— PROBLEM STATEMENT —
Please render every item below as a Markdown table with the columns No. and Text, putting a row number in the first and the line in the second, and skip any blank lines.
— start of INFORMATION GIVEN —
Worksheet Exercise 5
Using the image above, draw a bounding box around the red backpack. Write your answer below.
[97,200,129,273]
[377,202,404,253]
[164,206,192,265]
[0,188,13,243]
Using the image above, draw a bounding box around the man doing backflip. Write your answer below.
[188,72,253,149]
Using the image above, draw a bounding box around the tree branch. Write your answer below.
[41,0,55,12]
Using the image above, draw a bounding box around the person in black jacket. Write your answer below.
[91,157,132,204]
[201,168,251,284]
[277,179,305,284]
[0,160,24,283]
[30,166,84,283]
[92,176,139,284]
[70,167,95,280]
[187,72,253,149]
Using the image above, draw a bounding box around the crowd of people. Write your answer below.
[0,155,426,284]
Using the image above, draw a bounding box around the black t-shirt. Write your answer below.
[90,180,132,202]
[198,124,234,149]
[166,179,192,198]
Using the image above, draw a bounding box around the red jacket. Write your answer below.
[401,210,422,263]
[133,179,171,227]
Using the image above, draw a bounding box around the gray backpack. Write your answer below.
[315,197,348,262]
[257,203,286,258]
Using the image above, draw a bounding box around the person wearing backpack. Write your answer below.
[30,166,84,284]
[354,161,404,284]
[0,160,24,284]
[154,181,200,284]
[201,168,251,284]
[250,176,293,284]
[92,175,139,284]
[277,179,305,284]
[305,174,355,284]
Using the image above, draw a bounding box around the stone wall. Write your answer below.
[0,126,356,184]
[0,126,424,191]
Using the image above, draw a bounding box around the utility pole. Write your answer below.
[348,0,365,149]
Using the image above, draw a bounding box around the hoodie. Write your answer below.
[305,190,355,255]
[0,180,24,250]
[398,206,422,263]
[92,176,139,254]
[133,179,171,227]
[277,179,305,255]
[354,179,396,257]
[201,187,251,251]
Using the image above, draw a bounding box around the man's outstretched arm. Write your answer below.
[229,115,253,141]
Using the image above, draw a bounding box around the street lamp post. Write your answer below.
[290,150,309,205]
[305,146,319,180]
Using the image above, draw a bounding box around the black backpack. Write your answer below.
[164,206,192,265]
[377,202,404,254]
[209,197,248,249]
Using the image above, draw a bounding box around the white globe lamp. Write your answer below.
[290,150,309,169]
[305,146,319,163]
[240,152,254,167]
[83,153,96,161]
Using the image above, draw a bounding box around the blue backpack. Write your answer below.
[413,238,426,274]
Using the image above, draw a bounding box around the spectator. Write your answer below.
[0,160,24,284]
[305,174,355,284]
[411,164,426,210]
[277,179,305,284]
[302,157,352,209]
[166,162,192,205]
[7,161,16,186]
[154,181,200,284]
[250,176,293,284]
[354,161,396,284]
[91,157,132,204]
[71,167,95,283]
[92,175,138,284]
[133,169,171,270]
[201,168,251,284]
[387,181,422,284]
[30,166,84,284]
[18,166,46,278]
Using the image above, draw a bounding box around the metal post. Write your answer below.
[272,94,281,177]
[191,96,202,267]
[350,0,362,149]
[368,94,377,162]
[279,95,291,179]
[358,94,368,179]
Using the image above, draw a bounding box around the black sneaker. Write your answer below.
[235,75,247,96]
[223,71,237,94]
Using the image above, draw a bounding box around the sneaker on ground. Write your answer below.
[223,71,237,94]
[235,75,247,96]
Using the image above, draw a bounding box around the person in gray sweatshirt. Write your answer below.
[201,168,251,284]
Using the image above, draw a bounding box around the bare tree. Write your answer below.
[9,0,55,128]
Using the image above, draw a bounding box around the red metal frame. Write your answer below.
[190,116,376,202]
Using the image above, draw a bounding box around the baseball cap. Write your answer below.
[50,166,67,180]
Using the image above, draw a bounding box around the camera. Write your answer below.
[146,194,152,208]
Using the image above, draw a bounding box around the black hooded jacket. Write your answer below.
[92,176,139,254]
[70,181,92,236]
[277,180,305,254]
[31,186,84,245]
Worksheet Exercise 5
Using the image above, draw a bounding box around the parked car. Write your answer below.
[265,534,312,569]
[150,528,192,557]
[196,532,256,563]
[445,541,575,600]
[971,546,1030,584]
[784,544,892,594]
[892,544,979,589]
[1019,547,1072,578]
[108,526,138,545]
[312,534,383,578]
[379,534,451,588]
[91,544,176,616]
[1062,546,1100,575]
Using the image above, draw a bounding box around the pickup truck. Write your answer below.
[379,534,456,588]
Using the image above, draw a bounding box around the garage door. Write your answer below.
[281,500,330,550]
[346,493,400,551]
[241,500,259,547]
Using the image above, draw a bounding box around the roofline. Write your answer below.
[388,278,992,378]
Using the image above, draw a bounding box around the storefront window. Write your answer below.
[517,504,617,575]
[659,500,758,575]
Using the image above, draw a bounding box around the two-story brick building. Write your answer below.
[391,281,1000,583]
— end of INFORMATION GIVEN —
— FINAL RESULT —
| No. | Text |
|---|---|
| 1 | Worksheet Exercise 5 |
| 2 | Using the image above, draw a bounding box around the red backpack. Write your answer below. |
| 3 | [97,200,129,273] |
| 4 | [377,202,404,253] |
| 5 | [164,206,192,265] |
| 6 | [0,188,13,243] |
| 7 | Using the image above, draw a bounding box around the man doing backflip. Write your answer below. |
| 8 | [188,72,253,149] |
| 9 | Using the image above, draw a bounding box around the tree branch. Write your answer below. |
| 10 | [41,0,55,12] |
| 11 | Using the image above, draw a bounding box around the person in black jacket. Write your answer below. |
| 12 | [91,157,132,204] |
| 13 | [201,168,251,284] |
| 14 | [277,179,305,284] |
| 15 | [0,160,24,283] |
| 16 | [30,166,84,283] |
| 17 | [92,176,139,284] |
| 18 | [70,167,95,280] |
| 19 | [187,72,253,149] |
| 20 | Using the image above, draw a bounding box around the crowd of people. Write your answer below. |
| 21 | [0,155,426,284] |
| 22 | Using the image above, draw a bounding box around the black t-shirt. Write your answer below. |
| 23 | [90,180,132,202] |
| 24 | [198,124,234,149] |
| 25 | [166,179,192,198] |
| 26 | Using the image above, draw a bounding box around the red jacket. Write your answer below. |
| 27 | [401,210,422,263] |
| 28 | [133,179,171,227] |
| 29 | Using the image above, draw a bounding box around the gray backpack. Write your answer below. |
| 30 | [315,197,348,262] |
| 31 | [257,203,286,258] |
| 32 | Using the image above, draw a bounding box around the person wearing backpack. Write your answer below. |
| 33 | [30,166,84,284] |
| 34 | [354,161,404,284] |
| 35 | [0,160,24,284] |
| 36 | [154,181,200,284] |
| 37 | [201,168,251,284] |
| 38 | [250,176,293,284] |
| 39 | [92,175,139,284] |
| 40 | [277,179,305,284] |
| 41 | [305,174,355,284] |
| 42 | Using the image above, draw a bounding box around the stone wall. Write your answer below. |
| 43 | [0,126,356,184] |
| 44 | [0,126,424,191] |
| 45 | Using the image above, draw a bounding box around the utility pole. Write your answer below. |
| 46 | [348,0,365,149] |
| 47 | Using the image above, draw a bounding box around the hoodie. Write your answer below. |
| 48 | [305,190,355,255] |
| 49 | [0,180,24,250] |
| 50 | [398,206,422,263] |
| 51 | [92,176,139,254] |
| 52 | [133,179,171,227] |
| 53 | [277,179,305,255] |
| 54 | [354,179,396,257] |
| 55 | [201,187,251,251] |
| 56 | Using the image above, draw a bounding box around the man's outstretched arm. Write your answer below. |
| 57 | [229,115,253,141] |
| 58 | Using the image above, draw a bounding box around the street lamp post. Write your answer below. |
| 59 | [290,150,309,205] |
| 60 | [305,146,319,180] |
| 61 | Using the image above, draw a bounding box around the black backpack. Write your answer below. |
| 62 | [164,206,192,265] |
| 63 | [377,202,404,254] |
| 64 | [209,197,248,249] |
| 65 | Using the image above, draw a bounding box around the white globe lamp. Write your answer below. |
| 66 | [290,150,309,169] |
| 67 | [305,146,319,163] |
| 68 | [240,152,254,167] |
| 69 | [83,153,96,161] |
| 70 | Using the image above, draw a bounding box around the blue backpack. Write your answer below. |
| 71 | [413,238,426,274] |
| 72 | Using the image above, draw a bounding box around the spectator. Write your answer below. |
| 73 | [0,160,24,284] |
| 74 | [305,174,355,284] |
| 75 | [411,164,426,210] |
| 76 | [277,179,305,284] |
| 77 | [302,157,352,209] |
| 78 | [166,162,192,205] |
| 79 | [7,161,16,186] |
| 80 | [154,181,200,284] |
| 81 | [250,176,293,284] |
| 82 | [354,161,396,284] |
| 83 | [91,157,132,204] |
| 84 | [71,167,95,283] |
| 85 | [92,175,138,284] |
| 86 | [133,169,171,270] |
| 87 | [201,168,251,284] |
| 88 | [387,181,422,284] |
| 89 | [30,166,84,284] |
| 90 | [18,166,46,278] |
| 91 | Using the image above, draw a bounding box around the metal post. Write your answer below. |
| 92 | [272,94,281,177] |
| 93 | [191,96,202,267] |
| 94 | [350,0,362,149] |
| 95 | [368,94,377,162] |
| 96 | [279,95,291,179] |
| 97 | [358,94,368,179] |
| 98 | Using the image above, draw a bounding box around the black sneaker. Write your answer below. |
| 99 | [235,75,247,96] |
| 100 | [223,71,237,94] |
| 101 | Using the image above, draw a bounding box around the sneaker on ground. Write your answer below. |
| 102 | [223,71,237,94] |
| 103 | [235,75,247,96] |
| 104 | Using the image above, draw a bounding box around the person in gray sweatshirt. Write your answer below. |
| 105 | [201,168,251,284] |
| 106 | Using the image above, draw a bounding box around the bare tree. Write your answer below. |
| 107 | [9,0,55,128] |
| 108 | Using the image above, draw a bounding box around the red metal frame. Write your answer below. |
| 109 | [190,116,376,202] |
| 110 | Using the image above, draw a bounding box around the baseball cap. Write your answer below. |
| 111 | [50,166,67,180] |
| 112 | Using the image above, draw a bounding box around the camera. Write your answer below. |
| 113 | [146,194,152,208] |
| 114 | Using the image above, draw a bounding box around the black hooded jacket. Write your answer below. |
| 115 | [92,176,139,254] |
| 116 | [70,181,92,236] |
| 117 | [277,180,305,254] |
| 118 | [31,186,84,245] |
| 119 | Worksheet Exercise 5 |
| 120 | Using the image above, draw a bounding box around the parked car. Write your answer below. |
| 121 | [265,534,312,569] |
| 122 | [150,528,192,557] |
| 123 | [196,532,256,563] |
| 124 | [445,541,575,600] |
| 125 | [971,546,1030,584] |
| 126 | [784,544,892,594] |
| 127 | [892,544,979,589] |
| 128 | [1019,547,1072,578] |
| 129 | [108,526,138,545] |
| 130 | [312,534,383,578] |
| 131 | [379,534,451,588] |
| 132 | [91,544,176,616] |
| 133 | [1062,546,1100,575] |
| 134 | Using the image above, draw a bounding box around the pickup truck. Write your answer below. |
| 135 | [379,534,456,588] |
| 136 | Using the image above, draw a bounding box around the garage door. Write your answer below. |
| 137 | [281,500,330,550] |
| 138 | [346,493,400,551] |
| 139 | [241,500,259,547] |
| 140 | Using the image above, draw a bounding box around the roofline. Write your answer below. |
| 141 | [388,278,992,378] |
| 142 | Using the image above, draw a bounding box around the storefront window. Write your answer below. |
| 143 | [517,504,617,575] |
| 144 | [659,500,758,575] |
| 145 | Using the image above, draw a bounding box around the two-story brick building. Write your answer below. |
| 146 | [391,281,1000,583] |